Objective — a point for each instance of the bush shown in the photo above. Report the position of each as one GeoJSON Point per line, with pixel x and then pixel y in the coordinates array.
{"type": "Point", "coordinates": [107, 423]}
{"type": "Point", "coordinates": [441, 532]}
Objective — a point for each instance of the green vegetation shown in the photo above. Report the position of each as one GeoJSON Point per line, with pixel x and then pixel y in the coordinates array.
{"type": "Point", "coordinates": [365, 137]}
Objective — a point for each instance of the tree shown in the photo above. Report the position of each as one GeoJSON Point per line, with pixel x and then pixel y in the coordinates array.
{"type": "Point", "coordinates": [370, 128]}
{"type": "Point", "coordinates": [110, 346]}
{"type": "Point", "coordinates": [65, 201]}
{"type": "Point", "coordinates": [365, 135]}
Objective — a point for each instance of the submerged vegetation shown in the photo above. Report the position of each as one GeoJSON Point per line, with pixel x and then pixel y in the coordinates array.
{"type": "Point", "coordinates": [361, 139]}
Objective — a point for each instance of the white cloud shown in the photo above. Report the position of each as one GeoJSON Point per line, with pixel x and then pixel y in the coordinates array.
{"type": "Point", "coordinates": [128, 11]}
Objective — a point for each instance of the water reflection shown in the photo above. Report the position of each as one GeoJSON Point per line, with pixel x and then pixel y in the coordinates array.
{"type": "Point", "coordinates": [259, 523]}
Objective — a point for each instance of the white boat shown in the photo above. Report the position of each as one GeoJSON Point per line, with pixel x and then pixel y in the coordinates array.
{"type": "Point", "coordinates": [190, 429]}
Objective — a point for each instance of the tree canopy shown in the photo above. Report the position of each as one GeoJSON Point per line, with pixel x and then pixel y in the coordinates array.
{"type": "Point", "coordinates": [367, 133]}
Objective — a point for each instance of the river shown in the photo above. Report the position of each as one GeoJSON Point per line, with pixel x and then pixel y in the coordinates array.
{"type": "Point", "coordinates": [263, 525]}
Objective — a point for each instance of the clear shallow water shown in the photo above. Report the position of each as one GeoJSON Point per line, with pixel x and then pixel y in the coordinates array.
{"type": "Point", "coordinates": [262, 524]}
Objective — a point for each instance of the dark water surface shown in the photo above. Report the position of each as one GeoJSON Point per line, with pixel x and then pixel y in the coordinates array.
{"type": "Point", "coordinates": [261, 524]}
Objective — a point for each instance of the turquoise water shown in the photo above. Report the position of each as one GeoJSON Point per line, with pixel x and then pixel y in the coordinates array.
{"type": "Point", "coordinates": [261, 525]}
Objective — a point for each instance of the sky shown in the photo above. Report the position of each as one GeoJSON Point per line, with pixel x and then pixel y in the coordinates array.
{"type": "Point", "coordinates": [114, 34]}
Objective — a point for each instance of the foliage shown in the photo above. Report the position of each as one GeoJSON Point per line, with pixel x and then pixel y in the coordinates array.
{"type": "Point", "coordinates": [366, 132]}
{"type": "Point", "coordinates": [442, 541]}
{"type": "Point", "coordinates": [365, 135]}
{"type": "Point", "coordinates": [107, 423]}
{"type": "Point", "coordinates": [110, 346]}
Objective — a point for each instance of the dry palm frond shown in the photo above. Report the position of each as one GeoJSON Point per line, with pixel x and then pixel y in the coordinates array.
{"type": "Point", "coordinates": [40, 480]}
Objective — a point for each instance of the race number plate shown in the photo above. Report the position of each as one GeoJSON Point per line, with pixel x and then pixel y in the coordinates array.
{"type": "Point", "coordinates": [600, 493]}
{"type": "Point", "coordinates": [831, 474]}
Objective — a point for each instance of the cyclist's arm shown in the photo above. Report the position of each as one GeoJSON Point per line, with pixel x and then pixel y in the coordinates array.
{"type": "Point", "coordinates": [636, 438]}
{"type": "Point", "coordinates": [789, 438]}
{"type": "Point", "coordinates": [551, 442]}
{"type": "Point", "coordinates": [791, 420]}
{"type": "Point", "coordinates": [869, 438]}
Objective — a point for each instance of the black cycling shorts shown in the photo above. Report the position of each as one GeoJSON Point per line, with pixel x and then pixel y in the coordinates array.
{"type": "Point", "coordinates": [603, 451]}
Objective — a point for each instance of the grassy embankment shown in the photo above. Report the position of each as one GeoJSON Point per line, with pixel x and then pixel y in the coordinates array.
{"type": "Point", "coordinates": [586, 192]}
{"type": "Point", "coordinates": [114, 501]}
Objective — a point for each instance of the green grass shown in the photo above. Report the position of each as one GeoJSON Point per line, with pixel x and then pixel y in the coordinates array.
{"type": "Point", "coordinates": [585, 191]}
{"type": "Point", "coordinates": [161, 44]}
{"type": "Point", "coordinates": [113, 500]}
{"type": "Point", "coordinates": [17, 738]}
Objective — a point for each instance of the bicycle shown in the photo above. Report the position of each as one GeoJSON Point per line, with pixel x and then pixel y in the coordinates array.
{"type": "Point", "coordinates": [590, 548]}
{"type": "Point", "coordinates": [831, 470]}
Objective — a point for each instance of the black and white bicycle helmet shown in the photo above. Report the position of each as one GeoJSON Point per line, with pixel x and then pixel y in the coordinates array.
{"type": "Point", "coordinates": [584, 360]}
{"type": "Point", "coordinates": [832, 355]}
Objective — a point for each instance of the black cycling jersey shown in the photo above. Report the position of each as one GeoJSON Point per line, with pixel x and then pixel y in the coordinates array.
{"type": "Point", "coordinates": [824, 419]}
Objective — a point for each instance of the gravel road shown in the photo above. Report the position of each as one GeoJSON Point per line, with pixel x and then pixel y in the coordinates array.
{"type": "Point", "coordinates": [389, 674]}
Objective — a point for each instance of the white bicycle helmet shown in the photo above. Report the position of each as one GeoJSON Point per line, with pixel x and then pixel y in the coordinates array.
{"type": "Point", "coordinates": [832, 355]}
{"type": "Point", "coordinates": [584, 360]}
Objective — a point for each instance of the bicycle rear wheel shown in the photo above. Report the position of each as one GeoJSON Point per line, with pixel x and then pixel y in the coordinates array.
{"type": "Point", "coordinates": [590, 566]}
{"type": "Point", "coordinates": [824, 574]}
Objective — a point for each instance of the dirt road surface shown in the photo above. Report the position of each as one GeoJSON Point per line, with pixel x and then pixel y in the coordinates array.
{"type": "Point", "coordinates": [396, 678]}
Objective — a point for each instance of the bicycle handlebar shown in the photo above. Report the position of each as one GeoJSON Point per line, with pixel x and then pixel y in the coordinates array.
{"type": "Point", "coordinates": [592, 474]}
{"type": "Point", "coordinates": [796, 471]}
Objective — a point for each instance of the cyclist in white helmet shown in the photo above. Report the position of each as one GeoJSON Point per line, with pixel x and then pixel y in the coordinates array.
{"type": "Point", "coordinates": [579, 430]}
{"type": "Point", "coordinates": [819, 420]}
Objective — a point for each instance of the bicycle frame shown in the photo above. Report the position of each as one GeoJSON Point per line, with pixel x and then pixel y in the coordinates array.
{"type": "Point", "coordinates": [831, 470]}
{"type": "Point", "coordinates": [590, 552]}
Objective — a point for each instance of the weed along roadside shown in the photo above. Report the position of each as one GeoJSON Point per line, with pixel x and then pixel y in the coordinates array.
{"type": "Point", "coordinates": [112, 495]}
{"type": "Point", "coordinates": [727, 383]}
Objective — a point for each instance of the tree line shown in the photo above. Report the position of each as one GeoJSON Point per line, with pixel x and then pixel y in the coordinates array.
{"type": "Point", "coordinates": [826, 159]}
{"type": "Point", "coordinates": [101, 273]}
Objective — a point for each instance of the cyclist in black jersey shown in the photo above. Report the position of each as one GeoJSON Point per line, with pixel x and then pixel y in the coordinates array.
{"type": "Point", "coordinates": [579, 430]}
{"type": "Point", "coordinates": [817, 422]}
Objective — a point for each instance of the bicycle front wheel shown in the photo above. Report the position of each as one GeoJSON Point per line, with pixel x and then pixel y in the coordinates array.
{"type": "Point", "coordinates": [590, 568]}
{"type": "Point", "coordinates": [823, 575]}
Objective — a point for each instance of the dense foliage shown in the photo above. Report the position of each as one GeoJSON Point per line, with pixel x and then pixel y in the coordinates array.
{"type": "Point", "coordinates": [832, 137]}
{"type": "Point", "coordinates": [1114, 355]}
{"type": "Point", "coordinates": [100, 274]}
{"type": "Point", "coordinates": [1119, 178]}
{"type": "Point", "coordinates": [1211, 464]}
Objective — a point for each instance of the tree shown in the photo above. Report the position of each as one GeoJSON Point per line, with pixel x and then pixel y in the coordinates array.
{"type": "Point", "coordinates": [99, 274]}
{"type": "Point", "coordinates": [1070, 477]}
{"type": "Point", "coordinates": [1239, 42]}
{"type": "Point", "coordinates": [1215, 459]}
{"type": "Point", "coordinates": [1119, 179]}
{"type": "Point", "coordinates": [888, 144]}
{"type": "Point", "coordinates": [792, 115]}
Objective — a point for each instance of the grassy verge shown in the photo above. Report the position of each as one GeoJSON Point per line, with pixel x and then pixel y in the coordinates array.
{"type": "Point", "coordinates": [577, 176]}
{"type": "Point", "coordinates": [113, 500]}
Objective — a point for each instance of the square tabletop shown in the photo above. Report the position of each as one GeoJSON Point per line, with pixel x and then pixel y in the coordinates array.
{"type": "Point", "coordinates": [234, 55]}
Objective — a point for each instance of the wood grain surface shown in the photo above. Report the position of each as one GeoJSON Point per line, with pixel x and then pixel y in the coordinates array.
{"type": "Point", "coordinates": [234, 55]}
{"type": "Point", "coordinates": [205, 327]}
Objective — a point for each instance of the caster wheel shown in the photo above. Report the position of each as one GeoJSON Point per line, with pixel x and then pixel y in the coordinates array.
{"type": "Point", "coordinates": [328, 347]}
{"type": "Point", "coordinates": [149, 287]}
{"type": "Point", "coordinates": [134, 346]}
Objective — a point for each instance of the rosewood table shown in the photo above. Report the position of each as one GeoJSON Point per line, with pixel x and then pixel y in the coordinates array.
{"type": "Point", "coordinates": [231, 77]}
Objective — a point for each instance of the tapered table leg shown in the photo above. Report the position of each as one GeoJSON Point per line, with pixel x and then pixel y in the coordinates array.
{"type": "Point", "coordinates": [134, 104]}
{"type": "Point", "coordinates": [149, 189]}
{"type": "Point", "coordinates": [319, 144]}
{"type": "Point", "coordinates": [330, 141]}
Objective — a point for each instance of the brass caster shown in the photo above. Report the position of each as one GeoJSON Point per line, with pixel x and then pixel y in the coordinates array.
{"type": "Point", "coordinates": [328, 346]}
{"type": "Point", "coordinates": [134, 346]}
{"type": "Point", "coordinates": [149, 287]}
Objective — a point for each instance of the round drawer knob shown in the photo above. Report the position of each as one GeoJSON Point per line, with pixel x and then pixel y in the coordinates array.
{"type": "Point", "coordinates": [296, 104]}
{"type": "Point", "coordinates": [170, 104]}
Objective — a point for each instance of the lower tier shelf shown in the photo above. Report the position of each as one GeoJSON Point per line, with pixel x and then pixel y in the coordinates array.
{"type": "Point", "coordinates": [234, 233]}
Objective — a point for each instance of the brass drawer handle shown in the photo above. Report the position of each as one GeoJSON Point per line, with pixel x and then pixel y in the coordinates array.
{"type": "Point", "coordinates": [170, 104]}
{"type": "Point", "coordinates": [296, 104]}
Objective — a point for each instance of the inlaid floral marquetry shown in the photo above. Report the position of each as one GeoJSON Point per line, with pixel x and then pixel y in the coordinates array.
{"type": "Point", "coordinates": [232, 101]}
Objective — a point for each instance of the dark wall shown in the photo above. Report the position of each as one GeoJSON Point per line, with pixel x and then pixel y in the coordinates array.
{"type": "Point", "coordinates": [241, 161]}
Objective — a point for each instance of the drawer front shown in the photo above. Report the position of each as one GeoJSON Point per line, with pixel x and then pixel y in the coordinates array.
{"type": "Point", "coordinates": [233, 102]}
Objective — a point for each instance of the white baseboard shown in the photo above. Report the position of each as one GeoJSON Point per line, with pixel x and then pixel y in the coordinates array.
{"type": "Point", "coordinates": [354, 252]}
###
◆ EXERCISE AIM ◆
Extract every line from the one containing "Objective — a point for each instance of the drawer" to the end of the entries, including both of those lines, exactly as given and with nothing added.

◆ COMPLETED TASK ◆
Objective — a point for each instance of the drawer front shown in the photo above. Report the position of each as one GeoJSON Point per line, with pixel x and then pixel y in the coordinates array.
{"type": "Point", "coordinates": [233, 102]}
Objective — a point for each instance of the white baseboard shown in the photo above. Report the position of each as one GeoJSON Point per line, with pixel x and then pixel y in the coordinates array.
{"type": "Point", "coordinates": [354, 252]}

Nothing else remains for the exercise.